(Source extract)
▬▬▬▬▬▬
The Buyer caught up with Piotr Pietras just before he headed to Argentina to perform memorably in the Best Sommelier in the World competition where he went through to the semi-finals. Here we find him doing his day job at London’s Launceston Place where he gave Douglas Blyde a hint of his sommelier talents with his own personal wine and food matching.
Beyond sedately flower-footed, gaping picture windows of the 1839 townhouse-turned-restaurant, head chef and head sommelier team, Raphael Francois and Piotr Pietras are designing enlightened culinary combinations on its 30th anniversary.
French, Francois was head chef at New York’s Le Cirque, and London’s Connaught alongside Hélène Darroze. Polish, Pietras raised the profile of the five-star City Park Hotel and Residence in cobbled Poznań, Poland (a city known for its whisky show), enhancing cellars into purportedly the country’s most substantial. He followed this with roles at Corrigan’s, Mayfair, and Ramsay’s Maze. Applying structure to creativity, noticeably both Francois and Pietras studied hotel management before branching out in to their specialist areas.
▬▬▬▬▬▬
(Dataset content)
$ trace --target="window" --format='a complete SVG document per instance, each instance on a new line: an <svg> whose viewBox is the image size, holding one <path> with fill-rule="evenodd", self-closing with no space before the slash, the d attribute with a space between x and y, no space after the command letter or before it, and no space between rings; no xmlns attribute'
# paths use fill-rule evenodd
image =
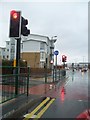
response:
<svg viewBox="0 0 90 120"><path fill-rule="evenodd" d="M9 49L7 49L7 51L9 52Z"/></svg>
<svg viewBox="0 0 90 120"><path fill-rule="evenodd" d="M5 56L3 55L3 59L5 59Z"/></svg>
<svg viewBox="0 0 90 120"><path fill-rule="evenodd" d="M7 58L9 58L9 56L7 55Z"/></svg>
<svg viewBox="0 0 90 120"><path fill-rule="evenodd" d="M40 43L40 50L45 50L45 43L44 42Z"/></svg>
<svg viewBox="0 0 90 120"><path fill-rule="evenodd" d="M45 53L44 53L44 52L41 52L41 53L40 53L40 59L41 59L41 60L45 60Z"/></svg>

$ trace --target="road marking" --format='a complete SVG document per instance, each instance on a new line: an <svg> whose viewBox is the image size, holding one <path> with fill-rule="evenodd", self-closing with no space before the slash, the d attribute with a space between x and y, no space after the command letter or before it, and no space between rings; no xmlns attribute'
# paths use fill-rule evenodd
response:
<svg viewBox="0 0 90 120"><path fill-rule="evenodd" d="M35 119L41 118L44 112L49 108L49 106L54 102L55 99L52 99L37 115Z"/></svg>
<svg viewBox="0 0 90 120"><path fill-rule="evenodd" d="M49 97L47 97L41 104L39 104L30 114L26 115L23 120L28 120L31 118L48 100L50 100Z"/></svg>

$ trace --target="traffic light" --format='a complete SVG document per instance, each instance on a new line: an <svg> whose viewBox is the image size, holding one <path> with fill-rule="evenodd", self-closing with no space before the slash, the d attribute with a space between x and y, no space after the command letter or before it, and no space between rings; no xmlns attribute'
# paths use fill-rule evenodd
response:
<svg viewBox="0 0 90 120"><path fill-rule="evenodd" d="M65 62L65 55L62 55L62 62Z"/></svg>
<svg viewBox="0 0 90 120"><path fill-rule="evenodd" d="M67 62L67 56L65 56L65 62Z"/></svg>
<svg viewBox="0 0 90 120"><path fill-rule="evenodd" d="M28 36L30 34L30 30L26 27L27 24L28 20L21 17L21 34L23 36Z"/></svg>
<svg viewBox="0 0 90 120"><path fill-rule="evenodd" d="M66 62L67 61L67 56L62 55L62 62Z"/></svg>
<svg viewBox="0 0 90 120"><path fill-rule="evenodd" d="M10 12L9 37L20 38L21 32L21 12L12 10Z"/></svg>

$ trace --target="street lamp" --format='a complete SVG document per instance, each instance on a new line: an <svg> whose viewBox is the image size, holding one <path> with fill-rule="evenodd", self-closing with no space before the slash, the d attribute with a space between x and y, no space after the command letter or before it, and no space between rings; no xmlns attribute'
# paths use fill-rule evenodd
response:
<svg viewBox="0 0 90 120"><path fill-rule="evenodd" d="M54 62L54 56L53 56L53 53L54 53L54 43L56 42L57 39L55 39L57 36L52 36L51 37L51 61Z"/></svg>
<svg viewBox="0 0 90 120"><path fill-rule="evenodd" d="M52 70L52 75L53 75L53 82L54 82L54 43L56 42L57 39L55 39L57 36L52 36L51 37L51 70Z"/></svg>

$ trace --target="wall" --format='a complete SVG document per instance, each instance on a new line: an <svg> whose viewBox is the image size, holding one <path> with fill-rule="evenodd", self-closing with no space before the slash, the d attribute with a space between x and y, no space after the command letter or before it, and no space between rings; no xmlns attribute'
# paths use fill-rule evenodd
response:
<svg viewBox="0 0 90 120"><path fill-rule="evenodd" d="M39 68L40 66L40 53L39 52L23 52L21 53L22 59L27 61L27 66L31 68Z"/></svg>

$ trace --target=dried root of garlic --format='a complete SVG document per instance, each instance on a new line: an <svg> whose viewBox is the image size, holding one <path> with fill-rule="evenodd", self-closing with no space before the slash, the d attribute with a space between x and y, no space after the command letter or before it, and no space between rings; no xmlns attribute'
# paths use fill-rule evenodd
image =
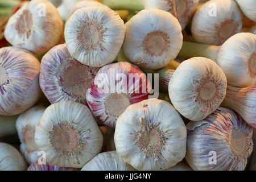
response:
▬▬▬▬▬▬
(Aim of the exercise) In the sommelier profile, write out the passage that opens with "Beyond sedately flower-footed, gaping" and closes with "its 30th anniversary.", and swap "30th anniversary" for "thirtieth anniversary". The items above are separate material and are not part of the sommelier profile.

(Answer to the problem)
Beyond sedately flower-footed, gaping picture windows of the 1839 townhouse-turned-restaurant, head chef and head sommelier team, Raphael Francois and Piotr Pietras are designing enlightened culinary combinations on its thirtieth anniversary.